Task requirements: In the article below on sustainable entrepreneurship training, how many classes does the course use to take a business from idea to being "presentation ready"?

Study text:
────

How should you teach newbie social entrepreneurs about how to start and run a sustainable business? According to sustainability and entrepreneurship expert Stefan Doering, you do it online, beginning at the idea stage and with a dollop of gamification.
Also you include information to help even the most garden-variety businesses add sustainability in one way or another.
To that end, Doering, who runs Shift Group, a New York City-based edtech company, is about to launch a continuing education version of an online course in sustainable entrepreneurship training. It’s a version of a curriculum he introduced at the State University of New York at Stony Brook in 2016.
The goal is to help students take a business from idea to being “presentation ready” through 13 classes. There’s a mix of synchronous and asynchronous work—thus, weekly sessions when “you see us and we see you,” he says, as well as other content that’s prerecorded and can be viewed whenever.
As for the triple-bottom-line part, that information is sprinkled throughout the coursework. “You learn a little about sustainability initially, then go deeper the next time and deeper after that,” says Doering. “That’s how we learn naturally in life.” So, while class number three focuses almost entirely on sustainability-related issues, they come up again during sessions on, say, marketing or finance.

────

Dataset entries:
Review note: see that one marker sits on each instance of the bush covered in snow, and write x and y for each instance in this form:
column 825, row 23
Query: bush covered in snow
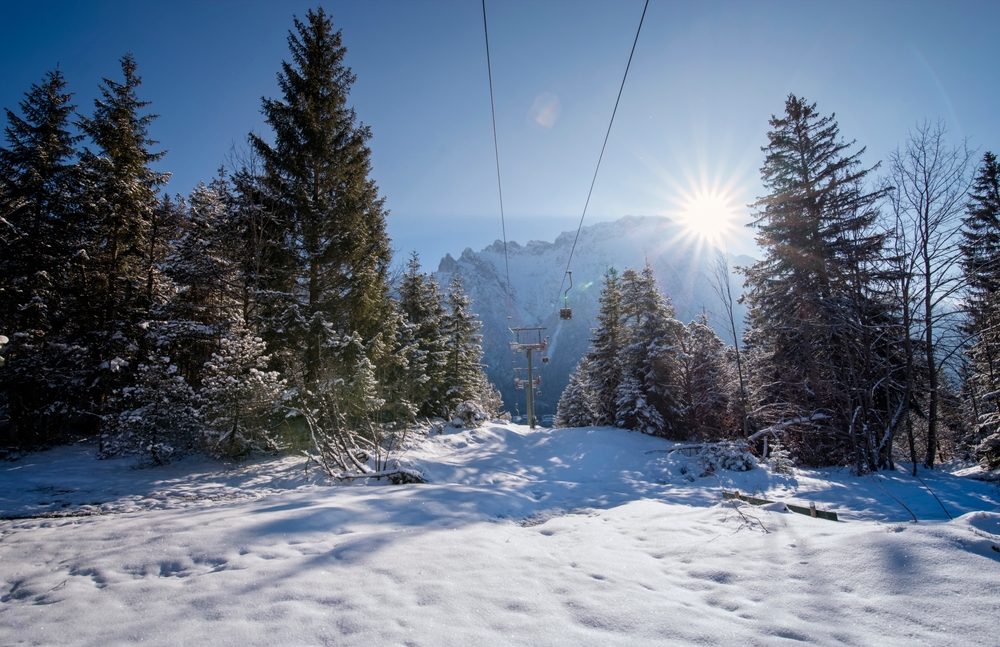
column 470, row 414
column 988, row 452
column 780, row 460
column 728, row 455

────

Exercise response: 13 classes